Echo every one of the rows below verbatim, leaving each character unchanged.

Stored dataset items
* * * *

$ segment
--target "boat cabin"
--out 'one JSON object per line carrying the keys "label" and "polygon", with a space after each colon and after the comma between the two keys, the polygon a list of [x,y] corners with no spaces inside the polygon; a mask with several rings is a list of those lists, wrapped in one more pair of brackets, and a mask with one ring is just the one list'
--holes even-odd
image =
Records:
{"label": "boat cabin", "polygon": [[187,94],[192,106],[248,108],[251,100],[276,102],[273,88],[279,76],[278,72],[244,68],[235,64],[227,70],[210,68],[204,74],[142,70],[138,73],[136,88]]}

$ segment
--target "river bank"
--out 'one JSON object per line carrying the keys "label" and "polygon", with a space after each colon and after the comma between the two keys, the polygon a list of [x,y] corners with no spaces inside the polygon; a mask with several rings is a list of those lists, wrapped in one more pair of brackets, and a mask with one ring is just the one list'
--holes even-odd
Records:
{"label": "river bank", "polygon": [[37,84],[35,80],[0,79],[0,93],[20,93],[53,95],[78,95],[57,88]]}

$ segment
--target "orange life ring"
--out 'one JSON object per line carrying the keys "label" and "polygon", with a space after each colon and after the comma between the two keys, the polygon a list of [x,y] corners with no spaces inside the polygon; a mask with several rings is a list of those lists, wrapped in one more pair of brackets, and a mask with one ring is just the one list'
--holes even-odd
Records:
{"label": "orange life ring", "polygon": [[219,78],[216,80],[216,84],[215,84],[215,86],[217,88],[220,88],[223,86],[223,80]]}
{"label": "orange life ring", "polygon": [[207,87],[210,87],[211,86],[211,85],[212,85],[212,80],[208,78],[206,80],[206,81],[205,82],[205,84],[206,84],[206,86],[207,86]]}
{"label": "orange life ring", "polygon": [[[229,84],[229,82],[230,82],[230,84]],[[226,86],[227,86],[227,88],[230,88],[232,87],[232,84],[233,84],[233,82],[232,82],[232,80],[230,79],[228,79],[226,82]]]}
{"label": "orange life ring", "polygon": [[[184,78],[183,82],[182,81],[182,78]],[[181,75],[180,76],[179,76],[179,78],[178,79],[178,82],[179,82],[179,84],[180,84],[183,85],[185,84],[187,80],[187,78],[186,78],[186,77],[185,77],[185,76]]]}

* * * *

• _Exercise output_
$ segment
--target "boat cabin"
--out 'one JSON object per line carrying the keys "label" and "polygon", with a space after each colon and after the comma between the two keys, the polygon a list of [x,y] corners with no spaces inside the polygon; a mask with several rings is a list of those lists, wrapped in one more pair of brackets, and a mask with one ring is just the one list'
--holes even-odd
image =
Records:
{"label": "boat cabin", "polygon": [[187,94],[192,106],[248,108],[251,100],[276,102],[273,88],[279,76],[278,72],[244,68],[235,64],[227,70],[210,68],[204,74],[142,70],[138,73],[136,88]]}

$ segment
--target "river bank"
--out 'one JSON object per line carrying the keys "label" and "polygon", with a space after each colon and after the comma between the two keys, the polygon a list of [x,y] corners with no spaces inside the polygon; a mask with several rings is a list of those lists, wrapped in one more pair of brackets, and a mask with one ring is just the one list'
--holes even-odd
Records:
{"label": "river bank", "polygon": [[37,84],[35,80],[0,79],[0,93],[20,93],[53,95],[78,95],[57,88]]}

$ segment
--target "orange life ring"
--out 'one JSON object per line carrying the keys "label" and "polygon", with a space after each colon and after the comma between the two keys, the polygon a list of [x,y] corners with no spaces inside the polygon; a mask with several rings is a list of those lists, wrapped in one more pair of brackets, and a mask with one ring is just the one list'
--holes even-odd
Records:
{"label": "orange life ring", "polygon": [[219,78],[216,80],[216,84],[215,84],[215,86],[217,88],[220,88],[223,86],[223,80]]}
{"label": "orange life ring", "polygon": [[207,87],[210,87],[211,86],[211,85],[212,85],[212,80],[208,78],[206,80],[206,81],[205,82],[205,84],[206,84],[206,86],[207,86]]}
{"label": "orange life ring", "polygon": [[[229,84],[229,82],[230,82],[230,84]],[[226,86],[227,86],[227,88],[230,88],[232,87],[232,84],[233,84],[233,82],[232,82],[232,80],[230,79],[228,79],[226,82]]]}
{"label": "orange life ring", "polygon": [[[184,78],[183,82],[182,81],[182,78]],[[181,75],[180,76],[179,76],[179,78],[178,79],[178,82],[179,82],[179,84],[180,84],[183,85],[185,84],[187,80],[187,78],[186,78],[186,77],[185,77],[185,76]]]}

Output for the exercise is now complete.